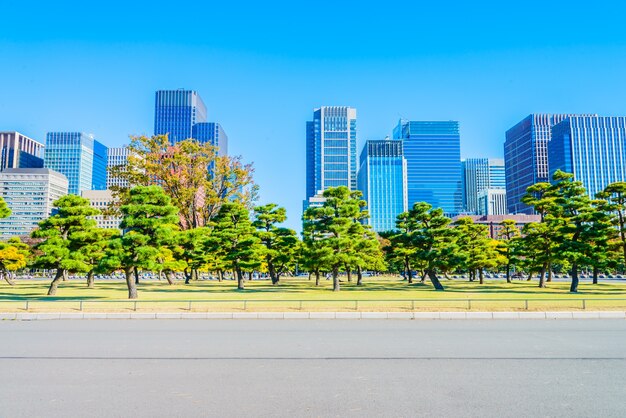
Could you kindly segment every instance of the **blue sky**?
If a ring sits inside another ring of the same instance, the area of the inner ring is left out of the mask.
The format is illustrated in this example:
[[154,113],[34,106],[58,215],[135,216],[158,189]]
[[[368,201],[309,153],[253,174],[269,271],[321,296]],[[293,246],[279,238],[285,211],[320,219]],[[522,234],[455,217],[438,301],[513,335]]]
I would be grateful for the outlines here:
[[626,115],[625,4],[423,3],[0,0],[0,130],[122,145],[155,90],[194,89],[299,229],[315,107],[357,108],[359,152],[400,117],[458,120],[463,157],[533,112]]

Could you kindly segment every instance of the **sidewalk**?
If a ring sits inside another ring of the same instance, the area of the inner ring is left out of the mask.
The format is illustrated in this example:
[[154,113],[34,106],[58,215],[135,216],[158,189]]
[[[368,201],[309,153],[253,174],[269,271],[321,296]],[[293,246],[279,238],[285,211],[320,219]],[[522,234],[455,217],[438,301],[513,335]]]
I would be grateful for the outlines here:
[[0,320],[50,319],[626,319],[626,311],[552,312],[0,312]]

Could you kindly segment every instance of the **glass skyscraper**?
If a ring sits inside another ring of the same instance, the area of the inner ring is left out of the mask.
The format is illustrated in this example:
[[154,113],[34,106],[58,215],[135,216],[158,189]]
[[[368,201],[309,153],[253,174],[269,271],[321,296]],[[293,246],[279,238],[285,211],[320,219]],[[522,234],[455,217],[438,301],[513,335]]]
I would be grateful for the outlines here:
[[43,144],[19,132],[0,132],[0,170],[43,168]]
[[228,136],[216,122],[200,122],[193,125],[192,138],[201,143],[210,143],[218,148],[218,155],[228,155]]
[[206,106],[193,90],[159,90],[154,108],[154,134],[171,144],[193,137],[193,126],[207,121]]
[[571,116],[552,127],[550,177],[574,174],[591,198],[607,185],[626,181],[626,117]]
[[106,189],[106,150],[93,135],[48,132],[45,166],[67,177],[70,194]]
[[356,190],[356,109],[323,106],[306,124],[306,198],[329,187]]
[[376,232],[391,231],[396,217],[408,210],[407,166],[402,141],[367,141],[360,158],[359,190],[367,202],[368,224]]
[[[480,214],[478,196],[486,189],[505,189],[504,160],[501,158],[468,158],[463,166],[463,206],[465,211]],[[489,213],[490,215],[492,213]]]
[[462,211],[459,123],[400,120],[393,131],[407,161],[409,208],[427,202],[448,215]]
[[509,213],[534,213],[533,208],[522,203],[522,197],[529,186],[549,181],[548,142],[552,127],[569,116],[577,115],[532,114],[506,132],[504,161]]

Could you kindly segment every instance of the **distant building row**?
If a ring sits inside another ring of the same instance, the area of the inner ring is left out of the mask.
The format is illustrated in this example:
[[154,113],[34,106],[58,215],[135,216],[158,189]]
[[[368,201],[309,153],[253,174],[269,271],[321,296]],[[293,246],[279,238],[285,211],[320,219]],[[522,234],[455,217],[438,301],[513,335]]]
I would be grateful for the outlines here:
[[[202,98],[192,90],[156,92],[154,134],[172,144],[186,138],[228,152],[228,137],[221,125],[207,122]],[[26,235],[50,216],[52,202],[66,194],[83,195],[92,206],[106,209],[112,202],[110,187],[122,186],[110,168],[127,164],[126,147],[108,148],[82,132],[48,132],[44,144],[19,132],[0,132],[0,196],[12,215],[0,220],[0,237]],[[104,228],[118,228],[119,219],[96,217]]]
[[357,165],[356,109],[320,107],[306,124],[304,208],[329,187],[361,190],[375,231],[427,202],[449,216],[533,214],[526,189],[563,170],[591,197],[626,181],[626,118],[534,114],[506,133],[504,159],[460,158],[456,121],[400,120],[393,139],[365,142]]

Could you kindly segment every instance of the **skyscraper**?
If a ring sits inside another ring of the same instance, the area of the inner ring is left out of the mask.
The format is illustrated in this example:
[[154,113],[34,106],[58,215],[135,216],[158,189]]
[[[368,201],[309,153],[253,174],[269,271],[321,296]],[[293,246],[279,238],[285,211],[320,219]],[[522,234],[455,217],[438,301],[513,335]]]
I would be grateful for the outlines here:
[[323,106],[313,111],[306,124],[306,173],[307,200],[329,187],[356,190],[356,109]]
[[67,178],[48,168],[7,168],[0,172],[0,196],[11,216],[0,219],[0,236],[28,235],[52,213],[52,202],[67,194]]
[[48,132],[44,160],[46,168],[67,177],[70,194],[80,195],[83,190],[106,189],[106,147],[96,141],[93,135]]
[[574,174],[589,197],[626,181],[626,117],[570,116],[552,127],[548,145],[550,177]]
[[0,132],[0,170],[43,168],[43,144],[19,132]]
[[402,141],[367,141],[360,162],[358,186],[367,202],[368,224],[377,232],[395,229],[396,217],[408,209]]
[[459,123],[400,120],[393,131],[407,161],[408,204],[427,202],[446,214],[462,211]]
[[168,134],[170,143],[193,137],[193,126],[207,121],[206,106],[193,90],[159,90],[154,108],[154,134]]
[[222,125],[216,122],[200,122],[193,125],[192,137],[201,143],[218,148],[218,155],[228,155],[228,136]]
[[509,213],[534,213],[533,208],[522,203],[522,197],[528,186],[549,181],[548,142],[552,126],[569,116],[576,115],[531,114],[506,131],[504,161]]
[[[463,206],[470,214],[480,214],[478,195],[486,189],[505,189],[504,160],[468,158],[463,166]],[[485,215],[488,215],[485,213]],[[489,213],[492,215],[492,213]]]
[[130,150],[128,147],[115,147],[109,148],[107,151],[107,189],[111,186],[126,187],[128,182],[112,175],[111,169],[113,167],[125,167],[128,164],[128,156]]

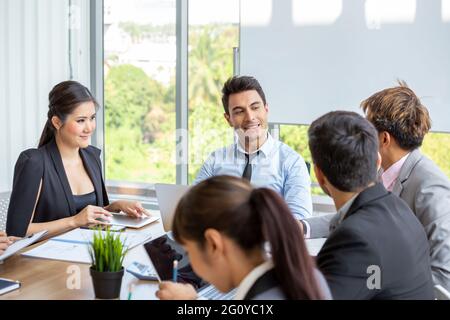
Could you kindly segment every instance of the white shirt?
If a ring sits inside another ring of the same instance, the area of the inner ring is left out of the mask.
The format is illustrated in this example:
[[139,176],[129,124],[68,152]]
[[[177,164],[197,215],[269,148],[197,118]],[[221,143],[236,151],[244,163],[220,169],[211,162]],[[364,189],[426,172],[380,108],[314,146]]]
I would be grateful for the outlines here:
[[330,221],[330,233],[334,231],[334,229],[337,228],[338,225],[342,223],[345,216],[348,213],[348,210],[350,210],[350,207],[352,206],[353,202],[355,202],[356,197],[359,195],[359,193],[355,194],[353,197],[350,198],[339,210],[338,212],[333,216],[333,219]]
[[[352,206],[353,202],[355,201],[356,197],[359,193],[354,195],[350,200],[348,200],[339,210],[338,212],[333,216],[333,218],[330,220],[330,233],[336,229],[336,227],[344,220],[345,216],[347,215],[348,210],[350,210],[350,207]],[[308,221],[302,220],[303,223],[303,233],[305,234],[305,238],[309,239],[311,238],[311,226],[309,225]]]
[[267,271],[274,268],[274,264],[272,260],[267,260],[257,266],[255,269],[250,271],[249,274],[245,276],[245,278],[239,284],[236,295],[234,296],[234,300],[244,300],[248,291],[253,287],[256,280],[261,278]]
[[[257,151],[250,156],[252,185],[278,192],[294,217],[309,218],[312,214],[311,179],[303,158],[270,134]],[[245,153],[238,141],[214,151],[203,164],[194,184],[219,175],[242,177]]]

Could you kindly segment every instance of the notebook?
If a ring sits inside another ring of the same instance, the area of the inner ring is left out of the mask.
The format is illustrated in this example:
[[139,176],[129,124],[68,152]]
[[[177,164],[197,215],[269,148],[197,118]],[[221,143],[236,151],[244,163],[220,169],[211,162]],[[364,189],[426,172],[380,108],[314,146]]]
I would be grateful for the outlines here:
[[46,233],[47,233],[47,230],[44,230],[44,231],[32,234],[23,239],[17,240],[13,244],[11,244],[2,255],[0,255],[0,262],[3,260],[6,260],[10,256],[14,255],[17,251],[20,251],[23,248],[26,248],[29,245],[35,243],[36,241],[41,239]]
[[0,295],[20,288],[19,281],[0,278]]

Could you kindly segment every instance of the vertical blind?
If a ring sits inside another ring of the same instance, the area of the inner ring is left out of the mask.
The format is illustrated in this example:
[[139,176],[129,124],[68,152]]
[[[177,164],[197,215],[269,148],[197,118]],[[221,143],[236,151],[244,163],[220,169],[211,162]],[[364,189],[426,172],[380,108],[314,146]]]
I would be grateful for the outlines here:
[[88,1],[0,1],[0,192],[20,152],[37,147],[51,88],[89,86]]

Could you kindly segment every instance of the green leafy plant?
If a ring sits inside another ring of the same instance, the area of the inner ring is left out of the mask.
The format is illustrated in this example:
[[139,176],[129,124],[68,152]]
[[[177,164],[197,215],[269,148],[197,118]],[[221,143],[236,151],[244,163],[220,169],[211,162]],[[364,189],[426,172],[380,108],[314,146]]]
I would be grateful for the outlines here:
[[122,269],[127,253],[128,248],[125,241],[122,242],[120,232],[111,232],[109,228],[104,232],[96,229],[89,245],[92,269],[99,272],[118,272]]

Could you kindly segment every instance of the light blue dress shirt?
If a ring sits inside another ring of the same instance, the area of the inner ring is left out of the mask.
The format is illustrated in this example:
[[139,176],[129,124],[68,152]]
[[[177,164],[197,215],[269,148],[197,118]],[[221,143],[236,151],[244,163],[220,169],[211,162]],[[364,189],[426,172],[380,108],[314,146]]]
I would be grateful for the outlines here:
[[[245,162],[245,151],[237,142],[218,149],[203,164],[194,184],[219,175],[242,177]],[[278,192],[295,218],[311,216],[311,179],[305,161],[297,152],[268,134],[262,147],[250,155],[250,163],[252,185]]]

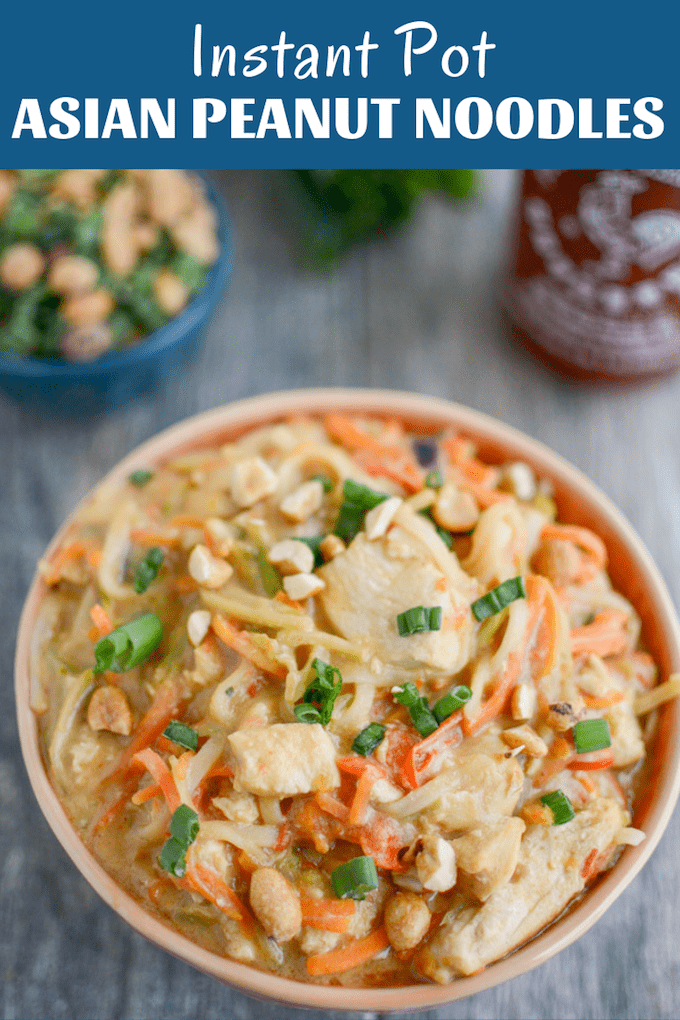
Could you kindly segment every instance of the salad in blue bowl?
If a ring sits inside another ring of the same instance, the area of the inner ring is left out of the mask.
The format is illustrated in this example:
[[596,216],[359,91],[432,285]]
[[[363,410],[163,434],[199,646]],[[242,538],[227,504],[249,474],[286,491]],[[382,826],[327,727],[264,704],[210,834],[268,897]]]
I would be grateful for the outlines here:
[[69,415],[153,389],[198,352],[232,251],[187,171],[0,171],[0,389]]

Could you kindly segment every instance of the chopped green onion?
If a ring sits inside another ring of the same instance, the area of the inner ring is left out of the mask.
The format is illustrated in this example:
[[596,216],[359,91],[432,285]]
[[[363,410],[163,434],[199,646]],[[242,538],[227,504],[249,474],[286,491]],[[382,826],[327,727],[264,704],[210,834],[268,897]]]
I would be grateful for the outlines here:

_____

Your task ->
Count the lines in the data that contain the string "green", and give nothing but that number.

Response to the task ->
2